(Saved entries)
>>>

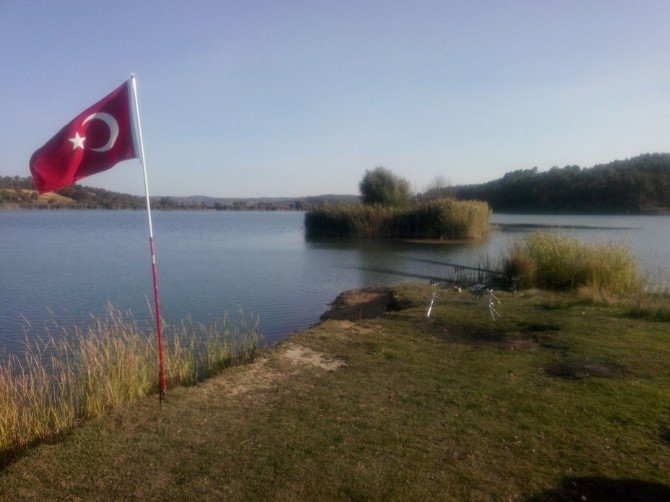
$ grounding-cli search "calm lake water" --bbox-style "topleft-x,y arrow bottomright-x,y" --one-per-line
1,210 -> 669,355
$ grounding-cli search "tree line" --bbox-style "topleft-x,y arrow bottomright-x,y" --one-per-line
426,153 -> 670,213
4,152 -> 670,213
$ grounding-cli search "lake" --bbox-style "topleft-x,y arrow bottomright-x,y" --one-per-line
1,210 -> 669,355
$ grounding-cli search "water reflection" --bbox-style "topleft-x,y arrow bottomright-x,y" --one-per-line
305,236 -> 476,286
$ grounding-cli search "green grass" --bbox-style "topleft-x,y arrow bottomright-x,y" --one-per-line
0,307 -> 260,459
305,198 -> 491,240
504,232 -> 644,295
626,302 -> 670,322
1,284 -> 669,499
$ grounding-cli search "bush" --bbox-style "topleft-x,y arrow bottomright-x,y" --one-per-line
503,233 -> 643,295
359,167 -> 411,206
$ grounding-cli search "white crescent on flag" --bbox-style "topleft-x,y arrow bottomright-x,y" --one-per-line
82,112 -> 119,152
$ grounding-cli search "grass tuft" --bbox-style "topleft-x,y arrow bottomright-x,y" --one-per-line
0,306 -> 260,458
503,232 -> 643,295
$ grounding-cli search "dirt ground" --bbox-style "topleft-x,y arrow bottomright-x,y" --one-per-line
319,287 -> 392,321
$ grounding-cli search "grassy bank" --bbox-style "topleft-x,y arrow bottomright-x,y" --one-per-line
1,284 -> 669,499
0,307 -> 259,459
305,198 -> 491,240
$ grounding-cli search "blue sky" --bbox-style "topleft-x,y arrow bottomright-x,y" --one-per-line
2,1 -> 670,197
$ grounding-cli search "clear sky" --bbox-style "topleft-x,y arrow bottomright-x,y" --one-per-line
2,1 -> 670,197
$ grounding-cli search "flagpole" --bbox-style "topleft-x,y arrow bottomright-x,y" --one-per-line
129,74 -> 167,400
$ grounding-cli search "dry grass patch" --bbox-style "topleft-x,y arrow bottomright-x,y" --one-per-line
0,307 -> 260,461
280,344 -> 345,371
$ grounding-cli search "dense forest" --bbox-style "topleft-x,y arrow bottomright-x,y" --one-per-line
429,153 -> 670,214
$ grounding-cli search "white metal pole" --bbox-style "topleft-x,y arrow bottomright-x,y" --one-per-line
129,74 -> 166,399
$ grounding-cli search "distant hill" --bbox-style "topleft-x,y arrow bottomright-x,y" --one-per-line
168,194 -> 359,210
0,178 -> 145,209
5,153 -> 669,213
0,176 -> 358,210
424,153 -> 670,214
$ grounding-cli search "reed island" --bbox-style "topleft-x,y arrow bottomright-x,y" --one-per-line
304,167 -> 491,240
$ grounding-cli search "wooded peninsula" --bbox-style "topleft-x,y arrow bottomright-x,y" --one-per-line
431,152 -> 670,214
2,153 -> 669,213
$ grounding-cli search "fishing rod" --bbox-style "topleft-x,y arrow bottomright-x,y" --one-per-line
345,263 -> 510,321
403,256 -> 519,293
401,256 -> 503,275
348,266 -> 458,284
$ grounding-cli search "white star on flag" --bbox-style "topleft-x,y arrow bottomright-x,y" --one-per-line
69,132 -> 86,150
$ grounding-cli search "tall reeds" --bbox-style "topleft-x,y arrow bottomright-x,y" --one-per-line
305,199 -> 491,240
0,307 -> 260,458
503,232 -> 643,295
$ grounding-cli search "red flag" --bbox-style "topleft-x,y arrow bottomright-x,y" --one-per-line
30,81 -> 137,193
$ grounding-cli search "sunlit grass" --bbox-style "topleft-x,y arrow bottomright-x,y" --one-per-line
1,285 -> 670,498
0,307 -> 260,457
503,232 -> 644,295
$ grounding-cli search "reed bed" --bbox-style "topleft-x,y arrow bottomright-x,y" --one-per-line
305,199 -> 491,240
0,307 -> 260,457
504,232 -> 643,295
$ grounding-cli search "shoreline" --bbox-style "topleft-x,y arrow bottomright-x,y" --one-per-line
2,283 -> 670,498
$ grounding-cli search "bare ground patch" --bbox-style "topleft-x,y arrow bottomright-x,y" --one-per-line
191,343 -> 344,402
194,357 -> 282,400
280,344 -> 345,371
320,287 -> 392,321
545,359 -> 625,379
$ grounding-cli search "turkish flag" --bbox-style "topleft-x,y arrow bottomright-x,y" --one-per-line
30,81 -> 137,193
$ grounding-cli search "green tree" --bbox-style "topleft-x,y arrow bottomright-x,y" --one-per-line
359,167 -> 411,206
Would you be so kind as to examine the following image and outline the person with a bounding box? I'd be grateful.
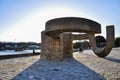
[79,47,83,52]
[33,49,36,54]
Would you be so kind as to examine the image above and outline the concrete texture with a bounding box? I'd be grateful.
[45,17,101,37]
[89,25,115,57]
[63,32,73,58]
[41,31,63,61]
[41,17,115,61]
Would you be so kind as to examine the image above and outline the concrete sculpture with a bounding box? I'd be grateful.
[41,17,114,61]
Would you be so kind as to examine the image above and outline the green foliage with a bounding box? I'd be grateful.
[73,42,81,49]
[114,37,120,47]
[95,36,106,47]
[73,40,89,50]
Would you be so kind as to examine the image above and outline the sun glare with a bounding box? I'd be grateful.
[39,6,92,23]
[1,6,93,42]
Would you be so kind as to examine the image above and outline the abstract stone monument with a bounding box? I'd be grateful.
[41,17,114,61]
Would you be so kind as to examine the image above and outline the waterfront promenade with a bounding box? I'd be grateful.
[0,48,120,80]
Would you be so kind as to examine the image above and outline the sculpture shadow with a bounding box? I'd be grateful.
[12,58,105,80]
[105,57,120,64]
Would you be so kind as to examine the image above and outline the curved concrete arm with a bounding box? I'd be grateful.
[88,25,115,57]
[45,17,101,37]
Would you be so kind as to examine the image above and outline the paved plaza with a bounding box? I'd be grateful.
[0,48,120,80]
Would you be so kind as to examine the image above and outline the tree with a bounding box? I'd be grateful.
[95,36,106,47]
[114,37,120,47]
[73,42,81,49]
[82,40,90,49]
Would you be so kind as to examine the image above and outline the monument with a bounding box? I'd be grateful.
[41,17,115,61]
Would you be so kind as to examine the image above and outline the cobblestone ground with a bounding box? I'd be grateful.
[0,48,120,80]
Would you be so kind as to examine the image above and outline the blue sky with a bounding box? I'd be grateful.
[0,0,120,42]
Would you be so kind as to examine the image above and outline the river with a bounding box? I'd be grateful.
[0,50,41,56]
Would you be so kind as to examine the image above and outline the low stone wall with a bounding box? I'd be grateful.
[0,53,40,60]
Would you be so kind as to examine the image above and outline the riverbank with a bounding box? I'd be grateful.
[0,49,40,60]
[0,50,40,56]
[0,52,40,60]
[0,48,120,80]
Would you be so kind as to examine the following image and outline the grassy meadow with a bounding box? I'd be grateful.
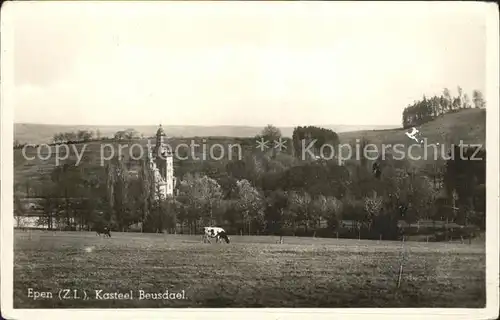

<<<

* [The problem] Transcribe all the lines above exactly; any image among them is skipped.

* [Your response]
$ grounding-cli search "calm lake water" --bbox-style "topleft-x,y arrow bottomright-x,y" --one-per-line
1,210 -> 669,355
$ grounding-cli search "tree line" --bbox-style "topleft-x,y arrow bottomright-x,y" --one-per-line
426,153 -> 670,213
4,152 -> 670,213
$ grounding-cli search "lake" --bbox-style "topleft-x,y arrow bottomright-x,y" --one-per-line
1,210 -> 669,355
$ grounding-cli search "water reflection" --bbox-style "topleft-x,y arrow bottomright-x,y" --one-per-line
305,236 -> 476,286
$ grounding-cli search "green grass" --bbox-style "topleft-x,y arrow bottomright-x,y" --one-per-line
0,307 -> 260,459
305,198 -> 491,240
504,232 -> 644,295
626,302 -> 670,322
1,284 -> 669,499
$ grounding-cli search "bush" --bbox-style "topleft-x,y arrow bottomright-x,y" --one-per-line
503,233 -> 643,295
359,167 -> 411,206
$ grounding-cli search "white crescent on flag" --bbox-style "topleft-x,y arrow bottomright-x,y" --one-per-line
82,112 -> 119,152
$ grounding-cli search "grass tuft" --bbox-style "topleft-x,y arrow bottomright-x,y" --one-per-line
0,306 -> 260,458
503,232 -> 643,295
$ grounding-cli search "dirt ground" --bbox-style "topleft-x,y arrow bottomright-x,y" --one-per-line
319,287 -> 392,321
$ grounding-cli search "grassy bank" --bbox-style "topleft-x,y arrow bottomright-x,y" --one-per-line
1,284 -> 669,499
0,307 -> 259,459
305,198 -> 491,240
$ grounding-cli search "blue sky" --bbox-style "topleft-x,y arrow bottomright-x,y" --one-per-line
2,1 -> 670,197
$ grounding-cli search "clear sky" --bbox-style "topleft-x,y arrow bottomright-x,y" --one-per-line
2,1 -> 670,197
$ grounding-cli search "flagpole" --bbox-style "topleft-x,y arrow bottomright-x,y" --one-per-line
129,74 -> 167,400
$ grounding-cli search "dry grass patch" --bbox-style "topleft-x,y arrow bottomright-x,y" --one-per-line
0,307 -> 260,461
280,344 -> 345,371
$ grounding-cli search "dense forest" --bbox-style "topleft-x,y arrow bottomright-x,y" --one-per-line
429,153 -> 670,214
$ grounding-cli search "white metal pole" --bbox-style "topleft-x,y arrow bottomright-x,y" --one-per-line
129,74 -> 166,399
$ grounding-cli search "distant hill" --bbox-style "topleft-x,y arrow bottomright-x,y" --one-per-line
168,194 -> 359,210
0,178 -> 145,209
5,153 -> 669,213
0,176 -> 358,210
424,153 -> 670,214
$ grounding-cli search "reed island" --bbox-style "topleft-x,y arrow bottomright-x,y" --one-per-line
304,167 -> 491,240
$ grounding-cli search "wooded peninsula" --bbox-style "topleft-x,y arrow bottomright-x,y" --one-per-line
431,152 -> 670,214
2,153 -> 669,213
$ grounding-cli search "fishing rod" --bbox-style "topleft-x,y arrow bottomright-x,y" --one-per-line
345,263 -> 510,321
403,256 -> 519,293
401,256 -> 503,275
348,266 -> 458,284
$ grounding-cli search "white star on flag" --bbox-style "topleft-x,y arrow bottomright-x,y" --one-per-line
69,132 -> 86,150
$ grounding-cli search "tall reeds" --bbox-style "topleft-x,y arrow bottomright-x,y" --one-per-line
305,199 -> 491,240
0,307 -> 260,458
503,232 -> 643,295
$ grounding-cli search "red flag" --bbox-style "topleft-x,y arrow bottomright-x,y" --one-per-line
30,81 -> 137,193
$ grounding-cli search "sunlit grass" --bbox-style "topleft-x,y arrow bottomright-x,y" --one-per-line
1,285 -> 670,498
0,307 -> 260,457
503,232 -> 644,295
$ grounding-cli search "reed bed" --bbox-style "topleft-x,y arrow bottomright-x,y" --one-per-line
305,199 -> 491,240
0,307 -> 260,457
504,232 -> 643,295
$ grounding-cli search "shoreline" --bbox-style "topleft-x,y arrow bottomright-x,y" --one-per-line
2,283 -> 670,498
$ grounding-cli search "bare ground patch" --bbox-style "topleft-x,y arrow bottomright-x,y" --one-per-line
191,343 -> 344,402
194,357 -> 282,400
280,344 -> 345,371
320,287 -> 392,321
545,359 -> 625,379
$ grounding-cli search "turkish flag" --bbox-style "topleft-x,y arrow bottomright-x,y" --one-per-line
30,81 -> 137,193
$ grounding-cli search "green tree" --bbox-style "topleft-x,y arrow bottomright-x,y" --one-per-line
359,167 -> 411,206
Would you be so kind as to examine the following image and outline the person with a bounding box? I'd be grateful.
[79,47,83,52]
[33,49,36,54]
Would you be so kind as to examine the image above and outline the concrete texture with a bounding box? I'd be grateful.
[45,17,101,37]
[89,25,115,57]
[63,32,73,58]
[41,31,63,61]
[41,17,115,61]
Would you be so kind as to examine the image above and outline the concrete sculpture with a bounding box? I'd be grateful.
[41,17,114,61]
Would you be so kind as to examine the image above and outline the green foliage with a bounding box? I'd be grateful.
[73,42,81,49]
[114,37,120,47]
[95,36,106,47]
[73,40,89,50]
Would you be so kind as to examine the image above and outline the sun glare with a bounding box? I'd be grateful.
[39,6,92,23]
[1,6,93,42]
Would you be so kind as to examine the image above and outline the abstract stone monument with a bounding box? I'd be grateful.
[41,17,114,61]
Would you be so kind as to examine the image above and outline the waterfront promenade with a bounding box? I'd be grateful.
[0,48,120,80]
Would you be so kind as to examine the image above and outline the sculpture shadow with a bounding box? I'd be grateful.
[12,58,105,80]
[105,57,120,64]
Would you be so kind as to examine the image above and outline the curved concrete arm with a bounding box? I'd be grateful.
[88,25,115,57]
[45,17,101,37]
Would you be so kind as to examine the image above and outline the paved plaza with a bounding box? I'd be grateful.
[0,48,120,80]
Would you be so kind as to examine the image above and outline the tree with a bounding box? I'd be grateful.
[95,36,106,47]
[114,37,120,47]
[73,42,81,49]
[82,40,90,49]
Would you be so kind as to examine the image above and outline the monument with a bounding box? I'd be grateful.
[41,17,115,61]
Would you be so kind as to examine the image above and outline the cobblestone ground with a bounding box? I'd be grateful.
[0,48,120,80]
Would you be so kind as to examine the image above and outline the blue sky with a bounding box? I'd be grateful.
[0,0,120,42]
Would you be so kind as to examine the image above and outline the river with a bounding box? I'd be grateful.
[0,50,41,56]
Would you be so kind as to examine the image above and outline the low stone wall with a bounding box? I'd be grateful.
[0,53,40,60]
Would you be so kind as to examine the image above and outline the riverbank with a bounding box? I'd be grateful.
[0,49,40,60]
[0,50,40,56]
[0,52,40,60]
[0,48,120,80]
Would you be so kind as to examine the following image and outline the grassy meadow with a bounding box? I'd be grateful.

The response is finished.